----- Exercise text -----

After many months of preparation and an extensive review process, Duke Cancer Institute was renewed as a National Cancer Institute-designated Comprehensive Cancer Center for another five-year period.
The award means that DCI retains the elite NCI designation of “Comprehensive Cancer Center”— an honor currently held by only 51 institutions in the country. The accompanying five-year grant, known as the Cancer Center Support Grant (CCSG), supports DCI’s broad range of clinical, research, and educational programs, which aim to reduce the impact of cancer on the lives of people in North Carolina and beyond.
National Cancer Institute-designated cancer centers are recognized for scientific leadership and resources and must meet “rigorous standards” for research focused on new and better ways to prevent, diagnose and treat cancer.
The Duke Comprehensive Cancer Center, now Duke Cancer Institute, was established in 1972 and has benefited from continuous recognition and funding from the NCI since 1973, when it was named as one of the original eight comprehensive cancer centers.
The CCSG is one of the top five oldest continuous NIH grants at Duke. Michael Kastan, MD, PhD, is the executive director of DCI and has been the core grant’s principal investigator since he joined DCI in 2011.
“Under Dr. Kastan’s leadership and expertise, scientific accomplishments with impactful transdisciplinary and translational research that appropriately-address the cancer burden in the catchment area have been achieved,” wrote the NCI review team. “The Institution is nationally and internationally recognized for its high standard of education, and community outreach and engagement are progressing at an outstanding level… The discoveries of new molecular, genetic, genomic, and epigenetic targets and of biological processes in cancer, together with the support of strong shared resources, to the research programs and the accomplishments in clinical trials, add value to the DCI.”

-----

_Required tasks_
1. According to the article on Duke Cancer Institute's NCI renewal, in what year was the Duke Comprehensive Cancer Center established?
2. Please carry the article on Duke Cancer Institute's NCI renewal forward, starting after its final paragraph.

----- Material supplied -----

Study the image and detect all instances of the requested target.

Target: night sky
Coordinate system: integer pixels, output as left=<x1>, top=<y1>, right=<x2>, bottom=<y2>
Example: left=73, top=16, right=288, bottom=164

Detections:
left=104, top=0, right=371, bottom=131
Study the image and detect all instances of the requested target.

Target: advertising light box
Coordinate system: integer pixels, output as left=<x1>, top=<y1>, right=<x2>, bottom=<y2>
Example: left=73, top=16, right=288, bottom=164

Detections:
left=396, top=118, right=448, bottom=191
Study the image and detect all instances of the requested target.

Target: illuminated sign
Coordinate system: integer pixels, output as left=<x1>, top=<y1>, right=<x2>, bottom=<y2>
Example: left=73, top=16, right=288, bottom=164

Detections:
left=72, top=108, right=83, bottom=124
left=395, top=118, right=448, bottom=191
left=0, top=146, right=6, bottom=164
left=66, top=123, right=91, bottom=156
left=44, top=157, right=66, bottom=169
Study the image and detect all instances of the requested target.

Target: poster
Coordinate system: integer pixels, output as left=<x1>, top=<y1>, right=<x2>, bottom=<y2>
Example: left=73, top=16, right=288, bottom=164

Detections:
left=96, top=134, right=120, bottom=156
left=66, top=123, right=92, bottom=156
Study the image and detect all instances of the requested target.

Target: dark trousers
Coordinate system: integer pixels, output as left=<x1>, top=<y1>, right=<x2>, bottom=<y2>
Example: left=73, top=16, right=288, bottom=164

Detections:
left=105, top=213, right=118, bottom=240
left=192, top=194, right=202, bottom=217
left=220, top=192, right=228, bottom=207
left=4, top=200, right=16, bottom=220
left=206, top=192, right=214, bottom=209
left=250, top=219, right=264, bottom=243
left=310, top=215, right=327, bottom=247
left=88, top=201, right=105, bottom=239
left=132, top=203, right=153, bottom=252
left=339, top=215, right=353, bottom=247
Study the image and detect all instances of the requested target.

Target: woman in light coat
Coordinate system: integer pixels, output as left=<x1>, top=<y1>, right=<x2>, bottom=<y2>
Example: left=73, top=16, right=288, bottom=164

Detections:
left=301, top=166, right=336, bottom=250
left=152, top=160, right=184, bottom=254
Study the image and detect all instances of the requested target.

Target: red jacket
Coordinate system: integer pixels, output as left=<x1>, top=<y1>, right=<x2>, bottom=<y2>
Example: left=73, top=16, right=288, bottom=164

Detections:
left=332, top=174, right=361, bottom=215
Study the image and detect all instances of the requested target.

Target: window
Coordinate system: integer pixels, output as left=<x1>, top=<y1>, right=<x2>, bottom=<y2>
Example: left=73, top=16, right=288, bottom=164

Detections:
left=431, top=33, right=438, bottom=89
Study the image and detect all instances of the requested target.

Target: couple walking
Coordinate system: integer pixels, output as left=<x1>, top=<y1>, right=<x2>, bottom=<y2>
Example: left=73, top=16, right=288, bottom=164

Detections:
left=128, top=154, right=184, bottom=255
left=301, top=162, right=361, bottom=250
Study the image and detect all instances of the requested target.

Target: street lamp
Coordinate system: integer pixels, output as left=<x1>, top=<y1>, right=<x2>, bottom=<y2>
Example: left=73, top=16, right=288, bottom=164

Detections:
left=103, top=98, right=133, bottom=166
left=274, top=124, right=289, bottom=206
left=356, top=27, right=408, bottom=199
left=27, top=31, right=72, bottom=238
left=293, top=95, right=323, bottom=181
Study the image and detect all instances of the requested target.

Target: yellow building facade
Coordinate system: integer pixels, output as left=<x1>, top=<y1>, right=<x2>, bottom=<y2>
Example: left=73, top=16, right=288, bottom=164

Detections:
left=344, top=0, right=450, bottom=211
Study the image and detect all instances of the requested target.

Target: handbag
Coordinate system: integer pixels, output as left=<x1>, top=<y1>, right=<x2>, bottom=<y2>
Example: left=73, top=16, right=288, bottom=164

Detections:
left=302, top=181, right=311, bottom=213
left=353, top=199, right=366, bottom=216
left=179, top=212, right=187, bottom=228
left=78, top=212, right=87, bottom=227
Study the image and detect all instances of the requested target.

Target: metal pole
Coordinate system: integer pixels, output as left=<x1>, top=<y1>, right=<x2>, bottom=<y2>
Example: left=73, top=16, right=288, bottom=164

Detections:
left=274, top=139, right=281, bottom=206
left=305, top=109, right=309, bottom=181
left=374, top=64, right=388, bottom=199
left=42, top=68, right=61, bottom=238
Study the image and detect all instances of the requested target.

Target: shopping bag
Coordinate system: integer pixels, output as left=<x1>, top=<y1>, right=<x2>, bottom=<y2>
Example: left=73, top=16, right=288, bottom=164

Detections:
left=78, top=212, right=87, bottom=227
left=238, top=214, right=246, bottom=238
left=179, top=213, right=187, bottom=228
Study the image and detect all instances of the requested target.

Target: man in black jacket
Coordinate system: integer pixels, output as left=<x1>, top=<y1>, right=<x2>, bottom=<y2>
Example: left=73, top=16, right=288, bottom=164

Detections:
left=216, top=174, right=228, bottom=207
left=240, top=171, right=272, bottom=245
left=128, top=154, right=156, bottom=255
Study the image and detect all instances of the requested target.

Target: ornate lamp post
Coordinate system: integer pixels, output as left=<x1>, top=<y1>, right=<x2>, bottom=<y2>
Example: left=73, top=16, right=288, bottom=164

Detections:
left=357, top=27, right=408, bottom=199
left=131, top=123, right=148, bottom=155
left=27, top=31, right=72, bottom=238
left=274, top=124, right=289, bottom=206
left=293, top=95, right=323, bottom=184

-----

_Numbered responses_
1. 1972

2.
The review documented eight scientific clinical advances — in understanding microenvironment modulation; differentiation therapy in graft versus host disease; vaccine development for brain tumors; drivers in glioma subgroups; discovery of a genetic variation in leukemia that confers risk for other cancers; caspase-3 and radiation carcinogenesis; a new approach to breast cancer radiotherapy; PIK3CA mutations in breast cancer; and the identification of 12 new variants for epithelial ovarian cancer.
And, the committee lauded DCI’s population-based research, including “important advances in cancer risk factors and biomarker discovery,” the refining of screening guidelines, interventions to enhance patient and family experiences, new tech to improve symptom management and patient outcomes, and clinical trials and research to improve transitions-of-care and end-of-life support.